◆ Task requirements:
Copy out the records below line for line, without altering a single character.
-- begin The input --
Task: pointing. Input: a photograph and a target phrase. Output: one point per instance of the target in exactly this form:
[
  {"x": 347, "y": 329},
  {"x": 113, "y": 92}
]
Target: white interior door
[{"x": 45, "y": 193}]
-- end The input --
◆ Exercise response:
Task: pointing. Input: a photograph and a target phrase. Output: one point per instance of the target in exactly this form:
[
  {"x": 347, "y": 329},
  {"x": 113, "y": 92}
]
Target: white interior door
[{"x": 45, "y": 193}]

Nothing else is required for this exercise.